Your task is to reproduce exactly the lines from the line with "of the broad" through the end of the records below.
INFORMATION SUPPLIED section start
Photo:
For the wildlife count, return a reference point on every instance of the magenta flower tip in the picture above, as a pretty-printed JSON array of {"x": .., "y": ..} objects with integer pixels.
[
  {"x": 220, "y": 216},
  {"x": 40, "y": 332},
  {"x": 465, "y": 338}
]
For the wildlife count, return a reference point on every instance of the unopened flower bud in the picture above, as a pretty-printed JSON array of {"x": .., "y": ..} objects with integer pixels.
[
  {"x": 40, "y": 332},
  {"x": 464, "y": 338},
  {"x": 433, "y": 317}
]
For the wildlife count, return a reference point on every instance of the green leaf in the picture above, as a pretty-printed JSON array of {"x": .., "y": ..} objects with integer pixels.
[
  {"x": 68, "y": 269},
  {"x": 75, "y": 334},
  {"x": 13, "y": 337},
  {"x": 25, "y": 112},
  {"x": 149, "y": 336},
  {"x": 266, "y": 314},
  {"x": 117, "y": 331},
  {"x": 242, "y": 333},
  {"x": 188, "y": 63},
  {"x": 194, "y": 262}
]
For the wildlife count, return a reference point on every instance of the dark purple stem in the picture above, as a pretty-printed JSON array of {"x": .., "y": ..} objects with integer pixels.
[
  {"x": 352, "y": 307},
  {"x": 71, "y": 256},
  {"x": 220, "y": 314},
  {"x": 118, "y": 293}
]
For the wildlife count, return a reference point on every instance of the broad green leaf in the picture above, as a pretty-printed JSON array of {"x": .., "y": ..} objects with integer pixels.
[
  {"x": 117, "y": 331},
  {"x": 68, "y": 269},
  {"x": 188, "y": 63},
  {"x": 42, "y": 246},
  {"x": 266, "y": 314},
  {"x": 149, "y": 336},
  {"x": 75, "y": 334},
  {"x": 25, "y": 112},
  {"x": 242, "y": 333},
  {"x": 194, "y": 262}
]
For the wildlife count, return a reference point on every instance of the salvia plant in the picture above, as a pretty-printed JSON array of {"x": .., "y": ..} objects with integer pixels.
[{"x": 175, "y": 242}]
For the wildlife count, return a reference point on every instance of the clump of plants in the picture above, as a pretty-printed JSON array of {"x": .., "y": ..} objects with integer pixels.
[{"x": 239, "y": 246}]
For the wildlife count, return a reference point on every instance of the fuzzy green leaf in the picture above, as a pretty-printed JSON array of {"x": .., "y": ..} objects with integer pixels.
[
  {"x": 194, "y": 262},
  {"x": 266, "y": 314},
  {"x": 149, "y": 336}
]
INFORMATION SUPPLIED section end
[RESULT FOR THIS EXERCISE]
For the wildlife count, return a reference point on every instance of the broad green leaf in the picture above, as a pretty-printed JSON array of {"x": .., "y": ..} objects with integer pixels.
[
  {"x": 117, "y": 331},
  {"x": 68, "y": 269},
  {"x": 188, "y": 63},
  {"x": 42, "y": 246},
  {"x": 266, "y": 314},
  {"x": 149, "y": 336},
  {"x": 75, "y": 334},
  {"x": 25, "y": 112},
  {"x": 242, "y": 333},
  {"x": 194, "y": 262}
]
For the wildlife count, return a reference point on every instance of the salvia plant in the picture above, as a pretty-printed JSON array of {"x": .., "y": ..} objects with integer pixels.
[{"x": 175, "y": 242}]
For the wildlife count, return a reference point on every instance of the clump of plants in the picture above, as a pretty-printed JSON array of {"x": .., "y": ..} objects with integer pixels.
[{"x": 239, "y": 246}]
For the wildlife count, return a reference point on every instance of the fuzzy green leaf in the picture above, as a pretty-printed JSON array of {"x": .., "y": ..} objects with integer pixels.
[
  {"x": 194, "y": 262},
  {"x": 266, "y": 314},
  {"x": 149, "y": 336}
]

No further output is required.